- **PROBLEM**
Pick out the lines below that include the string "cloth".

- **RECORDED INFORMATION**
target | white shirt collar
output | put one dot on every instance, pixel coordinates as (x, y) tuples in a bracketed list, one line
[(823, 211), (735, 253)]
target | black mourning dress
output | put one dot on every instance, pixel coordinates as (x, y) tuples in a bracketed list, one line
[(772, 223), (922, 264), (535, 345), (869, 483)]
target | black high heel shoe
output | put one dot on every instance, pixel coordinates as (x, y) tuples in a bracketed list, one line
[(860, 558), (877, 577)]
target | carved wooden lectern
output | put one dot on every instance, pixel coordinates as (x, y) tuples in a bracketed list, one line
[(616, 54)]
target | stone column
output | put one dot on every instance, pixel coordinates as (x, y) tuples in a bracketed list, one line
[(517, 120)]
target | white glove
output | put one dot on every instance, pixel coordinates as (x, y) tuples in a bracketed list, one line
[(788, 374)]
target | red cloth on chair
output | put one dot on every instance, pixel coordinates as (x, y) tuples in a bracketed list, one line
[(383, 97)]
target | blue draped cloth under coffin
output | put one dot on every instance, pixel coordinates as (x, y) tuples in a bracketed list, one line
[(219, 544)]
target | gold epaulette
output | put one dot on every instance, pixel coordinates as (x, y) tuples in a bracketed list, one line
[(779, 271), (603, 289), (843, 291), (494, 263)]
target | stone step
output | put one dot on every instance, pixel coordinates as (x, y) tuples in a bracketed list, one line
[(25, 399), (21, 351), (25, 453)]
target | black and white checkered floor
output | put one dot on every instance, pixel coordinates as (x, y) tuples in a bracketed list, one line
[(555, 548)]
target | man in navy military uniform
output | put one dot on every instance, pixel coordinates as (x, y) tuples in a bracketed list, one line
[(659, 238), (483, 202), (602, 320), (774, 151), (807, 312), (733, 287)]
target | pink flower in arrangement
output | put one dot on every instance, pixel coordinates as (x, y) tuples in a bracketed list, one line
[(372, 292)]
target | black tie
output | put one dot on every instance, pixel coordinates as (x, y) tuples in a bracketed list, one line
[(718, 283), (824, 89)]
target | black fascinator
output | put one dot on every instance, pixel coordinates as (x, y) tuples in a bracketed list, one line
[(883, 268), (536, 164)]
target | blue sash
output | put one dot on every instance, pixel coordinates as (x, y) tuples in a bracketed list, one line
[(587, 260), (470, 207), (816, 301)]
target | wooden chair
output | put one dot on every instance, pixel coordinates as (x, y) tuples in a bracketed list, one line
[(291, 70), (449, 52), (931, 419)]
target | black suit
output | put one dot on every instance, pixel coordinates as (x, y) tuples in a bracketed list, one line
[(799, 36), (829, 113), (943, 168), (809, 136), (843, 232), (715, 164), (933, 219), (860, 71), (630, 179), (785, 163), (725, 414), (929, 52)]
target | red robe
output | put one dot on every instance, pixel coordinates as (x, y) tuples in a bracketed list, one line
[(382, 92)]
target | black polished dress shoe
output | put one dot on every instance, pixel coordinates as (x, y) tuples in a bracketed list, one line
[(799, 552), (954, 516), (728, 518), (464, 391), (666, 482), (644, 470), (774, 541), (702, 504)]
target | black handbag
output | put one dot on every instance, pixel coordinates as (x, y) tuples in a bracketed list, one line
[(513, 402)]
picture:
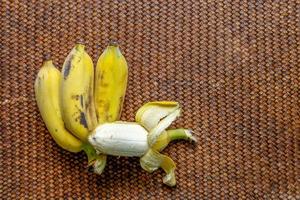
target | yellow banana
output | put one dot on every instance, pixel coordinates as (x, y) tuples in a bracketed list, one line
[(110, 84), (77, 103), (46, 87)]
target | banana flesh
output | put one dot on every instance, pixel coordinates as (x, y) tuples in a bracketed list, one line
[(77, 103), (110, 84), (46, 87)]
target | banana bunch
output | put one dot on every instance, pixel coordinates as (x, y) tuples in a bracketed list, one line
[(66, 100), (81, 109)]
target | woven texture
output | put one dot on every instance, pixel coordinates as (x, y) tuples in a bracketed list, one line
[(233, 65)]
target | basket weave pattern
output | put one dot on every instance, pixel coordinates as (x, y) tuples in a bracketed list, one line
[(233, 65)]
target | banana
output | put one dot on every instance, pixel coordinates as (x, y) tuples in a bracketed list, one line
[(77, 103), (110, 84), (46, 87)]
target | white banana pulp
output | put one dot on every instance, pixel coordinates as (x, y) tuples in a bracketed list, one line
[(120, 139)]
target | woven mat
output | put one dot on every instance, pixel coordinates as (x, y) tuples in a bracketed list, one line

- **RESPONSE AREA**
target | red cloth on chair
target | blue draped cloth under coffin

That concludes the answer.